## Written problem
Arrange every line of the data below as a numbered list, omitting blank lines and leaving the pictures out.

## Information shown
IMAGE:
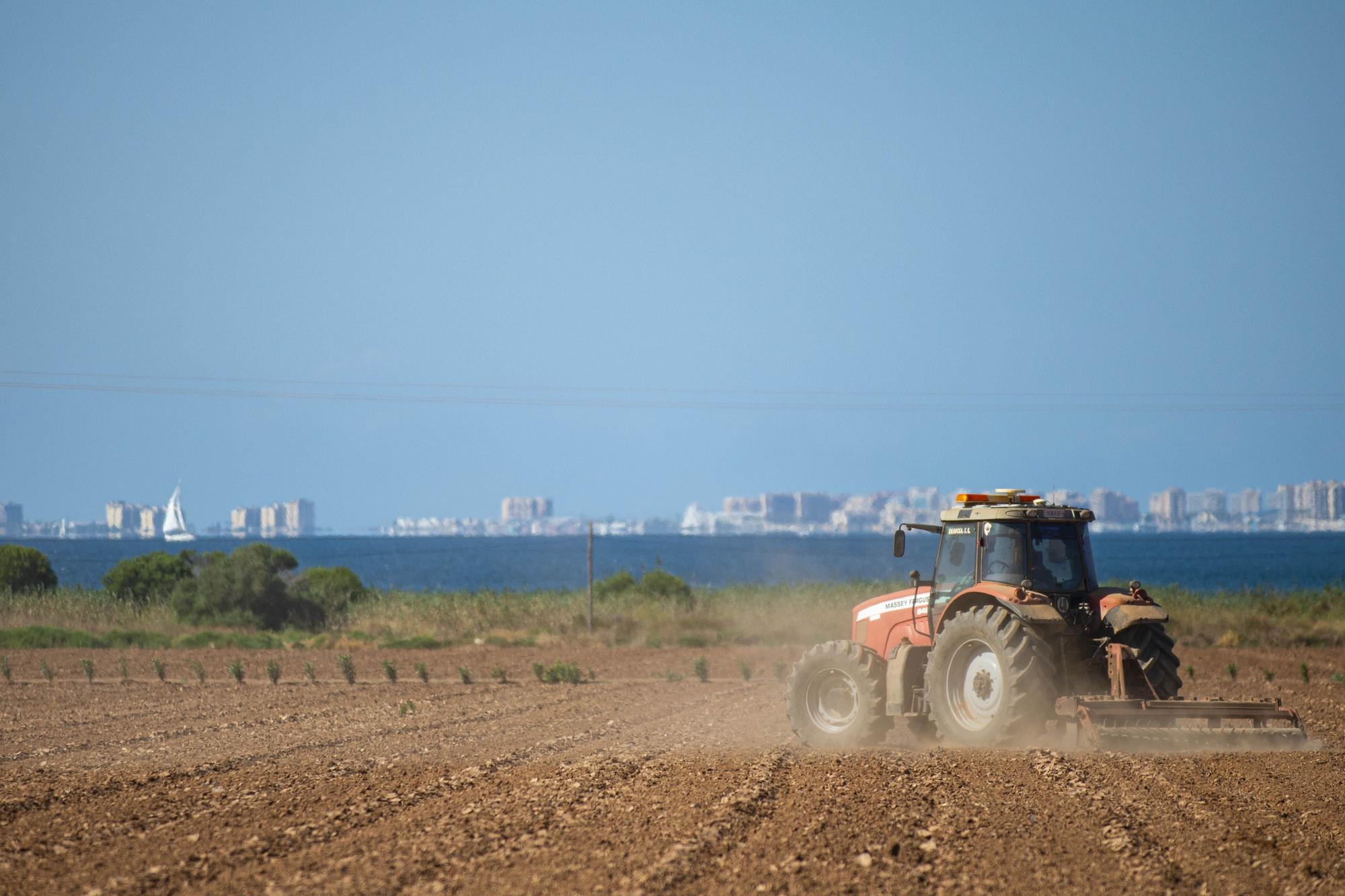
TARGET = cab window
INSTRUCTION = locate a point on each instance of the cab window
(1058, 557)
(1005, 552)
(957, 565)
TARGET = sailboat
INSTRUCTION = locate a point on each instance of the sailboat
(176, 528)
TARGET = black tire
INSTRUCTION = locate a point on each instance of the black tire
(991, 680)
(837, 696)
(1155, 650)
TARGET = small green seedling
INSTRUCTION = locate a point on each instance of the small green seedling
(563, 673)
(346, 666)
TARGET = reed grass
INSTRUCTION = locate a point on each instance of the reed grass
(773, 615)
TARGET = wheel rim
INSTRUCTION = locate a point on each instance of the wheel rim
(832, 700)
(976, 685)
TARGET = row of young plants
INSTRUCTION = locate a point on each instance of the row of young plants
(558, 673)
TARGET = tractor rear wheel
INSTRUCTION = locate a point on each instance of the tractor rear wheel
(991, 678)
(1155, 650)
(837, 696)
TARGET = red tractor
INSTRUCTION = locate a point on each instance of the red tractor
(1009, 634)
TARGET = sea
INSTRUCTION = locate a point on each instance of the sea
(1199, 561)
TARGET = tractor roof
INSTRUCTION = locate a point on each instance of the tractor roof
(1011, 503)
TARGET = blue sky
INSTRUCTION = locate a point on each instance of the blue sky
(1066, 220)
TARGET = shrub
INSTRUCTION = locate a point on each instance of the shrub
(25, 569)
(346, 666)
(245, 588)
(147, 577)
(615, 584)
(661, 583)
(334, 589)
(563, 671)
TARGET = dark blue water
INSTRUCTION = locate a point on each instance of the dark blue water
(1282, 560)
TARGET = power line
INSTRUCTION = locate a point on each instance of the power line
(684, 405)
(707, 391)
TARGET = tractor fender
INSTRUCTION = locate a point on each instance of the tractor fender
(906, 673)
(1034, 614)
(1126, 615)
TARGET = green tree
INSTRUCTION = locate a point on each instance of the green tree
(25, 569)
(660, 583)
(149, 577)
(245, 588)
(336, 589)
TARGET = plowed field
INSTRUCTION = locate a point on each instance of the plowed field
(633, 783)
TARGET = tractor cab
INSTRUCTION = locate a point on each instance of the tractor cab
(1011, 538)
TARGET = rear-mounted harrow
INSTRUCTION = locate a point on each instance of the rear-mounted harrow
(1132, 717)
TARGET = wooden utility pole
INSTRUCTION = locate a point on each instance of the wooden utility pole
(591, 577)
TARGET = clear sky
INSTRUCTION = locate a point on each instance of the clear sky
(1067, 244)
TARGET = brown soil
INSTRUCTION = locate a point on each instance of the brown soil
(633, 783)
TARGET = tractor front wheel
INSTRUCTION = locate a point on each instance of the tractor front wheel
(837, 696)
(991, 678)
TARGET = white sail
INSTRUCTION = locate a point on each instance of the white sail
(176, 528)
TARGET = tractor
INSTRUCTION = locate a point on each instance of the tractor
(1012, 641)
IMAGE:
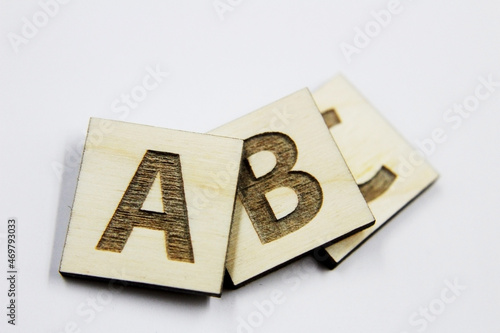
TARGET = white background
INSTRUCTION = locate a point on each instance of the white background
(428, 58)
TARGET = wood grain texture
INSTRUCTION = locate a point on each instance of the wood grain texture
(172, 235)
(382, 162)
(321, 202)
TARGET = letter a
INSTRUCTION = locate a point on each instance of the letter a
(253, 190)
(174, 221)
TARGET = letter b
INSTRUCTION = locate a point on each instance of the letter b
(253, 190)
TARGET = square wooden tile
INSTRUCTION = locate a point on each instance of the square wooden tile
(295, 191)
(153, 206)
(390, 173)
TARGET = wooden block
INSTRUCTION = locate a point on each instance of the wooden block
(153, 207)
(389, 172)
(295, 191)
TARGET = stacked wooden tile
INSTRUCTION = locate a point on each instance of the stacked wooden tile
(306, 174)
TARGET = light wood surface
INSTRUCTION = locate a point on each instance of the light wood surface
(298, 197)
(389, 171)
(153, 206)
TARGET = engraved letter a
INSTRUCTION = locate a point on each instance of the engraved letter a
(174, 221)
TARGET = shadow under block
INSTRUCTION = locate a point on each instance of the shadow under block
(295, 191)
(389, 172)
(153, 207)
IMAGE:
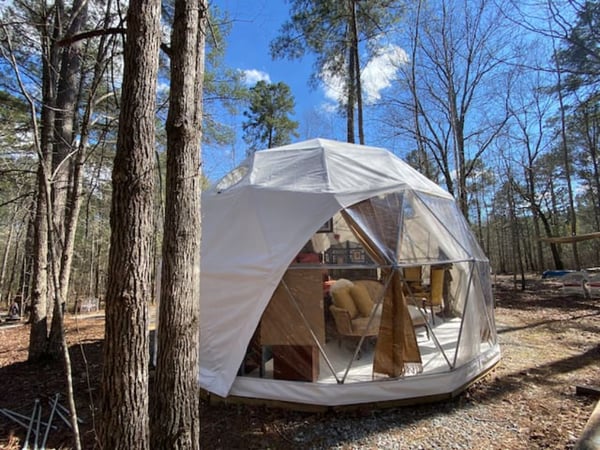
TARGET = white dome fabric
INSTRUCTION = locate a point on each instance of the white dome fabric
(260, 216)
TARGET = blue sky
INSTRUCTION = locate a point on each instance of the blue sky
(255, 24)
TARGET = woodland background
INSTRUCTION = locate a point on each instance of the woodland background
(496, 101)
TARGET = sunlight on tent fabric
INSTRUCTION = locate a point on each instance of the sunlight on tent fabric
(305, 289)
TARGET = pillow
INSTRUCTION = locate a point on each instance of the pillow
(340, 284)
(343, 299)
(362, 299)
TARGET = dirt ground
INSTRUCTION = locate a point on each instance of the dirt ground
(550, 345)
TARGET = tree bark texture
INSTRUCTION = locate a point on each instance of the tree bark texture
(124, 397)
(175, 418)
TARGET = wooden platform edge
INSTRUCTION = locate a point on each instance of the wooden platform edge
(306, 407)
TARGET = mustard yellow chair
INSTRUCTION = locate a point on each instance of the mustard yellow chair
(434, 298)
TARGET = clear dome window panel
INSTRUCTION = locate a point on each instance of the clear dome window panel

## Answer
1. IMAGE:
2. TARGET = cab window
3. INSTRUCTION = locate a point on each instance of the cab window
4. (1058, 557)
5. (1005, 552)
6. (957, 565)
7. TARGET = sailboat
8. INSTRUCTION = locate a point on each instance of the sailboat
9. (176, 528)
10. TARGET = black tire
11. INSTRUCTION = locate a point on each instance of the black tire
12. (991, 680)
13. (837, 696)
14. (1155, 650)
15. TARGET = small green seedling
16. INSTRUCTION = locate a point on each instance of the small green seedling
17. (563, 673)
18. (346, 666)
19. TARGET = reed grass
20. INSTRUCTION = locate a point on each instance of the reed grass
21. (773, 615)
22. TARGET = wheel rim
23. INSTRUCTION = locate a point on each instance of the wheel rim
24. (832, 700)
25. (976, 685)
26. TARGET = row of young plants
27. INSTRUCTION = locate a point on each instance of the row of young plants
28. (558, 673)
29. TARGET = tractor rear wheel
30. INSTRUCTION = locate a point on each instance of the tractor rear wheel
31. (991, 678)
32. (1155, 650)
33. (837, 696)
34. TARGET = red tractor
35. INSTRUCTION = locate a point on each instance of the red tractor
36. (1009, 634)
37. TARGET = sea
38. INSTRUCTION = locate a point on each instance of the sea
39. (1199, 561)
40. TARGET = tractor roof
41. INSTRUCTION = locate a point on each instance of the tractor roof
42. (1011, 503)
43. TARGET = blue sky
44. INSTRUCTION = locate a point on each instance of the blue sky
45. (1066, 220)
46. TARGET = shrub
47. INSTRUCTION = locate a point on each instance of the shrub
48. (25, 569)
49. (346, 666)
50. (245, 588)
51. (147, 577)
52. (615, 584)
53. (661, 583)
54. (334, 589)
55. (563, 671)
56. TARGET = dark blue water
57. INSTRUCTION = locate a point on each instance of the dark blue water
58. (1282, 560)
59. TARGET = power line
60. INSTRUCTION = locate a point on each instance of the power line
61. (684, 405)
62. (707, 391)
63. TARGET = tractor fender
64. INSTRUCTION = locate a point on each instance of the tractor fender
65. (906, 673)
66. (1034, 614)
67. (1126, 615)
68. TARGET = green tree
69. INSTRUCTION = locate a point on each instance of the green tree
70. (25, 569)
71. (660, 583)
72. (149, 577)
73. (245, 588)
74. (336, 589)
75. TARGET = plowed field
76. INSTRUCTION = locate a point on each instance of the plowed field
77. (633, 783)
78. TARGET = tractor cab
79. INSTRUCTION = locate a point on each instance of the tractor cab
80. (1011, 538)
81. TARGET = rear-mounted harrow
82. INSTRUCTION = locate a point on each instance of the rear-mounted harrow
83. (1132, 717)
84. TARGET = wooden utility pole
85. INSTRUCTION = locate a point on each instance of the wooden utility pole
86. (591, 577)
87. TARGET = clear sky
88. INSTRUCTION = locate a point on each instance of the clear sky
89. (1067, 244)
90. TARGET = brown soil
91. INSTRUCTION = locate a point on each instance of the brown soil
92. (633, 783)
93. TARGET = tractor front wheel
94. INSTRUCTION = locate a point on each instance of the tractor front wheel
95. (837, 696)
96. (991, 678)
97. TARGET = white sail
98. INSTRUCTION = locate a point on each instance of the white sail
99. (176, 528)
100. TARGET = tractor
101. INSTRUCTION = locate a point on each instance of the tractor
102. (1012, 641)
103. IMAGE:
104. TARGET = white background
105. INSTRUCTION = locate a point on each instance of the white background
106. (428, 58)
107. TARGET = wood grain texture
108. INSTRUCTION = locate a point on each instance of the wood grain texture
109. (172, 235)
110. (382, 162)
111. (321, 202)
112. TARGET = letter a
113. INSTRUCTION = locate a point on each instance of the letter a
114. (253, 190)
115. (174, 221)
116. TARGET = letter b
117. INSTRUCTION = locate a point on each instance of the letter b
118. (253, 190)
119. TARGET = square wooden tile
120. INSTRUCTION = locate a point on each instance of the square wooden tile
121. (295, 191)
122. (153, 206)
123. (390, 173)
124. TARGET = wooden block
125. INSTRUCTION = locate a point on each instance of the wooden block
126. (153, 207)
127. (389, 172)
128. (295, 191)
129. TARGET = stacked wooden tile
130. INSTRUCTION = locate a point on each instance of the stacked wooden tile
131. (306, 174)
132. TARGET = light wood surface
133. INSTRUCTION = locate a point on each instance of the light wood surface
134. (298, 197)
135. (389, 171)
136. (153, 206)
137. TARGET = engraved letter a
138. INSTRUCTION = locate a point on each instance of the engraved letter a
139. (174, 221)
140. TARGET = shadow under block
141. INSTRUCTION = locate a point on each instance of the shadow under block
142. (295, 191)
143. (389, 172)
144. (153, 207)
145. IMAGE:
146. TARGET = white dome fabric
147. INSTRUCTION = locate a point on each instance of the white dome fabric
148. (260, 216)
149. TARGET = blue sky
150. INSTRUCTION = locate a point on each instance of the blue sky
151. (255, 24)
152. TARGET = woodland background
153. INSTRUCTION = locate a point on each instance of the woodland background
154. (496, 101)
155. TARGET = sunlight on tent fabric
156. INSTRUCTION = locate a point on each instance of the sunlight on tent fabric
157. (305, 289)
158. TARGET = pillow
159. INSTRUCTION = locate a point on each instance of the pillow
160. (340, 284)
161. (343, 299)
162. (362, 299)
163. TARGET = dirt ground
164. INSTRUCTION = locate a point on each instance of the dirt ground
165. (550, 345)
166. TARGET = tree bark texture
167. INSTRUCTION = locate a point on each instance of the tree bark texture
168. (124, 397)
169. (175, 418)
170. TARGET = wooden platform edge
171. INSTRUCTION = locate a point on each instance of the wooden platform edge
172. (306, 407)
173. TARGET = mustard yellow chair
174. INSTRUCTION = locate a point on each instance of the mustard yellow chair
175. (434, 298)
176. TARGET = clear dome window panel
177. INSTRUCTION = locate a point on each instance of the clear dome window panel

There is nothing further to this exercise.